## YOUR ASSIGNMENT
Your task is to output, without alteration, each line from the one containing "locate the grass" through the final line of the records below.

── RECORDED INFORMATION

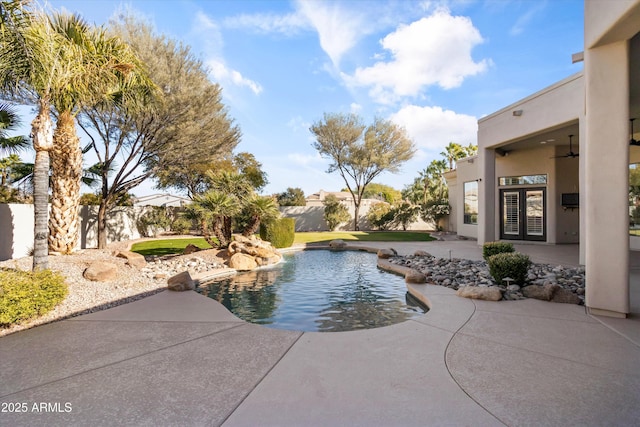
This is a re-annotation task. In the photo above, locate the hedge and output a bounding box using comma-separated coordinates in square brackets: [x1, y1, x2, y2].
[260, 217, 295, 248]
[487, 252, 531, 285]
[482, 241, 515, 261]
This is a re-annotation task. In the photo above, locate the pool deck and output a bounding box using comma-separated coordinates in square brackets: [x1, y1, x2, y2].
[1, 241, 640, 426]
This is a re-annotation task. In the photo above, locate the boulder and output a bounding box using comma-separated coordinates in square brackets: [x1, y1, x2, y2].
[522, 284, 557, 301]
[182, 244, 201, 255]
[405, 270, 427, 284]
[329, 239, 347, 250]
[377, 248, 397, 259]
[167, 271, 195, 291]
[456, 286, 503, 301]
[551, 288, 581, 304]
[83, 261, 118, 281]
[414, 250, 432, 257]
[115, 250, 146, 268]
[228, 253, 258, 271]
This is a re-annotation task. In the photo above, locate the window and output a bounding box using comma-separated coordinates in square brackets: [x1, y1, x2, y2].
[499, 174, 547, 186]
[463, 181, 478, 225]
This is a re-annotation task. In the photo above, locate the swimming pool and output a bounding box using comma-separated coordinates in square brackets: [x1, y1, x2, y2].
[196, 249, 427, 332]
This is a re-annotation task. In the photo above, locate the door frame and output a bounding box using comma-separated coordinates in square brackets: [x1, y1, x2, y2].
[499, 187, 546, 241]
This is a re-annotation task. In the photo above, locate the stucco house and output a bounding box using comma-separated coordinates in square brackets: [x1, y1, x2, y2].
[132, 193, 191, 208]
[446, 0, 640, 318]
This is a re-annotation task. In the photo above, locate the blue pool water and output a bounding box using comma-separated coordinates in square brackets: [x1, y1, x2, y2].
[196, 249, 427, 332]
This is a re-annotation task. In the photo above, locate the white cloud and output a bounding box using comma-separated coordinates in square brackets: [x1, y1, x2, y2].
[389, 105, 477, 151]
[350, 103, 362, 113]
[345, 8, 488, 104]
[193, 12, 263, 95]
[206, 59, 263, 95]
[287, 116, 311, 133]
[223, 12, 307, 35]
[510, 2, 546, 36]
[294, 0, 369, 67]
[287, 152, 324, 166]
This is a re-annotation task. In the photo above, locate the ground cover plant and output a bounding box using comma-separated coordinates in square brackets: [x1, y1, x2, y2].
[0, 268, 68, 326]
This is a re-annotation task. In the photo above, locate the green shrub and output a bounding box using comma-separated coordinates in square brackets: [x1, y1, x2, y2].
[0, 269, 68, 326]
[260, 217, 295, 248]
[487, 252, 531, 285]
[482, 241, 515, 261]
[137, 206, 172, 237]
[171, 217, 193, 234]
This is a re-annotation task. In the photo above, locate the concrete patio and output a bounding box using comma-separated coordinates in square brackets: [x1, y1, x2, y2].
[1, 241, 639, 426]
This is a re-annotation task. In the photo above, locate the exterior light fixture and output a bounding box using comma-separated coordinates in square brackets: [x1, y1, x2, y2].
[512, 110, 523, 116]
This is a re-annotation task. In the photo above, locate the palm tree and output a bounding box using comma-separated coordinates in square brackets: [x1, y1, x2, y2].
[242, 194, 280, 236]
[440, 142, 465, 171]
[47, 14, 146, 254]
[0, 1, 62, 270]
[190, 190, 240, 248]
[0, 102, 29, 155]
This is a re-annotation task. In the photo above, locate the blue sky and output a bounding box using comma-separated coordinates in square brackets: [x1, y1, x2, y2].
[35, 0, 584, 197]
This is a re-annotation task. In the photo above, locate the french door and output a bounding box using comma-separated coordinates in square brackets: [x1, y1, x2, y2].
[500, 188, 546, 241]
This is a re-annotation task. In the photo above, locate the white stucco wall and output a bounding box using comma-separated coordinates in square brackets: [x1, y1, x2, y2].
[0, 204, 151, 261]
[450, 157, 480, 239]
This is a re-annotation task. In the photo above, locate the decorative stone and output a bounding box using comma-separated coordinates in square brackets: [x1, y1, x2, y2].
[115, 250, 146, 268]
[228, 253, 258, 271]
[377, 249, 397, 259]
[522, 284, 557, 301]
[167, 271, 195, 291]
[405, 270, 427, 284]
[83, 261, 118, 281]
[414, 250, 432, 257]
[329, 239, 347, 250]
[551, 288, 581, 304]
[182, 244, 201, 255]
[456, 286, 503, 301]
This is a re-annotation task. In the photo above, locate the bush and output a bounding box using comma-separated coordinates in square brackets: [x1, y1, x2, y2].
[482, 241, 515, 261]
[136, 206, 172, 237]
[171, 217, 193, 234]
[323, 195, 351, 231]
[0, 269, 68, 326]
[260, 217, 295, 248]
[487, 252, 531, 285]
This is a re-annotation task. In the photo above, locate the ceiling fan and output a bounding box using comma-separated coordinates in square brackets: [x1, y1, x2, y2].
[552, 134, 578, 158]
[631, 119, 640, 146]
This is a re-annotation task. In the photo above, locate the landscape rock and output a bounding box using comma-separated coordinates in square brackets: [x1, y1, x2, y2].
[115, 250, 146, 268]
[377, 248, 397, 259]
[456, 286, 503, 301]
[83, 261, 118, 281]
[329, 239, 347, 250]
[226, 235, 281, 269]
[551, 287, 582, 304]
[405, 270, 427, 284]
[414, 250, 432, 257]
[182, 244, 201, 255]
[522, 284, 557, 301]
[228, 253, 258, 271]
[167, 271, 195, 291]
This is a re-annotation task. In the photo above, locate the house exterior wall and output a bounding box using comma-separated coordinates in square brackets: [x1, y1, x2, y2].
[448, 157, 479, 239]
[476, 74, 584, 244]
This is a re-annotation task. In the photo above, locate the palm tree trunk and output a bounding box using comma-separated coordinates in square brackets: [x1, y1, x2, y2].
[49, 111, 82, 254]
[31, 101, 54, 271]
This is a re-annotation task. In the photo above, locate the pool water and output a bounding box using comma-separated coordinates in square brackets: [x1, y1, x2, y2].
[196, 249, 427, 332]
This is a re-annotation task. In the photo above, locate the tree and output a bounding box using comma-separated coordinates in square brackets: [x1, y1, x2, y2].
[241, 194, 279, 236]
[188, 189, 239, 248]
[311, 113, 415, 230]
[277, 187, 306, 206]
[78, 14, 237, 248]
[440, 142, 465, 170]
[233, 152, 268, 192]
[46, 13, 147, 254]
[366, 202, 393, 230]
[0, 1, 65, 270]
[361, 182, 401, 204]
[323, 194, 350, 231]
[0, 102, 28, 155]
[390, 201, 419, 231]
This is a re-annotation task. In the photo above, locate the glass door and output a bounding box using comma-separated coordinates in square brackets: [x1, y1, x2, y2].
[500, 188, 546, 241]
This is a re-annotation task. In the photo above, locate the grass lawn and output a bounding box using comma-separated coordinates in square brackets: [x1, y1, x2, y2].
[131, 238, 212, 256]
[130, 231, 435, 256]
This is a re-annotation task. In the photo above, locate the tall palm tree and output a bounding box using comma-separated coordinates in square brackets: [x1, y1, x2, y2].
[47, 14, 147, 254]
[0, 1, 62, 270]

────

## ANSWER BELOW
This is a re-annotation task. In the photo above, locate the grass lawn and output a bounding box using comma-separated coordinates in square brackets: [x1, y1, x2, y2].
[131, 238, 212, 256]
[130, 231, 435, 256]
This is a re-annotation task. In the photo above, locate the tall palm tree and output a bounding box using comma-separated coordinates in square brackets: [x1, y1, x2, y2].
[47, 14, 147, 254]
[0, 1, 62, 270]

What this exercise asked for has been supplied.